## Выбранный отрывок

Тут Мур сказал губернатору решительным и твердым голосом, что мы точно знали об этом японском законе, ибо он сам нам сказывал.
На это мы отвечали:
– Правда, что Мур сказывал нам, будто в Японии существует такой закон, но, по нашему европейскому понятию о справедливости, мы не верили его словам, а думали, что Мур выдумал это для того, чтобы отвлечь нас от нашего намерения.[131]
Потом губернатор спросил:
– Есть ли в Европе закон, по которому пленные должны уходить?
– Именно на то писаного закона нет, но, не дав честного слова, уходить позволительно.
Мур и тут, сделав возражение, обращал ответ наш в насмешку и уверял японцев, что этого никогда не бывает.
Наконец, губернатор сказал нам речь, которая, по объяснению двух наших переводчиков, заключала в себе такой смысл: «Если б вы были японцы и ушли из-под караула, то следствия для вас были бы весьма дурные. Но вы иностранцы, не знающие наших законов. Притом ушли вы не с тем намерением, чтобы сделать какой-нибудь вред японцам. Цель ваша была единственно достигнуть своего отечества, которое всякий человек должен любить более всего на свете, и потому я доброго моего мнения о вас не переменил. Впрочем, не могу ручаться, как поступок ваш будет принят правительством, однако ж буду стараться в вашу пользу так точно, как и прежде, чтоб доставить вам позволение возвратиться в Россию. Теперь же, по японским законам, до решения о вас дела матросы будут помещены в настоящую тюрьму, а вы в другое место, называемое инверари».[132]
Окончив речь, губернатор вышел, а потом и нас вывели в прихожую. Прежде караульными при нас были императорские солдаты, но незнакомые нам лица: они были под командой того самого нарядного офицера, который нас вел. Теперь он вошел с четвертым по губернаторе чиновником, отправляющим должность уголовного судьи, по имени Накагава-Мататаро, и сдал нас ему. Потом приказал всем своим солдатам выйти, и в ту же секунду вошли мацмайские солдаты, прежние наши знакомые, коим Мататаро велел перевязать нас иначе: меня и Хлебникова таким образом, как они вяжут своих чиновников, а матросов, как простых людей.[133] Сделав это, повели нас, часу в пятом или в шестом, из замка по городу к настоящей тюрьме, которая была от крепости в расстоянии около версты. В это время шел дождь, но стечение народа было чрезвычайное, и все зрители стояли под зонтиками.
Городская тюрьма стояла при подошве высокого утеса и кроме двух деревянных стен была обведена еще земляным валом, на коем были поставлены рогатки. Войдя во внутренний двор, увидели мы огромный сарай; вступив в оный, нашли, что внутреннее расположение тюрьмы было точно такое же, как той, где мы содержались по прибытии в Мацмай, с той только разностью, что здесь было, вместо двух, четыре клетки, из коих одна побольше, две поменее.

## Задачи для решения
a – На каком расстоянии от крепости находилась настоящая тюрьма, если верить отрывку?
b – Пожалуйста, верните из отрывка всё от слов «Городская тюрьма стояла» и до слов «побольше, две поменее.».

## Исходные данные
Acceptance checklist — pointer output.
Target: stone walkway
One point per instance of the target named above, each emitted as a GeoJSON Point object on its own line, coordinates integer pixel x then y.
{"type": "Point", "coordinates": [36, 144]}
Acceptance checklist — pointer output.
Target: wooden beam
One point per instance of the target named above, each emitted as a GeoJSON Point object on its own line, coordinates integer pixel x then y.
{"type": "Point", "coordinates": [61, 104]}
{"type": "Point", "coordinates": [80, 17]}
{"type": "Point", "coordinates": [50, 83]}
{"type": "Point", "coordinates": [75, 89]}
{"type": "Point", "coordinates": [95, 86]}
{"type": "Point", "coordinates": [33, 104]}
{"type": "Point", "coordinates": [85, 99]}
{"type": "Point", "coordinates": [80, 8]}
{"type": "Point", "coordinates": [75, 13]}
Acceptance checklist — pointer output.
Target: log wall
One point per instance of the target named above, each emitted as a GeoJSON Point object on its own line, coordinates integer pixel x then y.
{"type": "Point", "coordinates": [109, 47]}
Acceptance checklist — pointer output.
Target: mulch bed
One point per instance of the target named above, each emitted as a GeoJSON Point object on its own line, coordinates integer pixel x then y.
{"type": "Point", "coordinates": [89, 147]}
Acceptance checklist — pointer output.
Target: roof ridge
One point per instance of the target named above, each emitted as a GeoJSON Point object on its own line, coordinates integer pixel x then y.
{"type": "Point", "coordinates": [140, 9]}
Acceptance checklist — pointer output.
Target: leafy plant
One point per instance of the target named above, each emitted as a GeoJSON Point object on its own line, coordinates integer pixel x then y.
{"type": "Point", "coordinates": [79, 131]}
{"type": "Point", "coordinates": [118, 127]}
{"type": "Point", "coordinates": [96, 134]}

## Ответы
a – Около версты.

b –
Городская тюрьма стояла при подошве высокого утеса и кроме двух деревянных стен была обведена еще земляным валом, на коем были поставлены рогатки. Войдя во внутренний двор, увидели мы огромный сарай; вступив в оный, нашли, что внутреннее расположение тюрьмы было точно такое же, как той, где мы содержались по прибытии в Мацмай, с той только разностью, что здесь было, вместо двух, четыре клетки, из коих одна побольше, две поменее.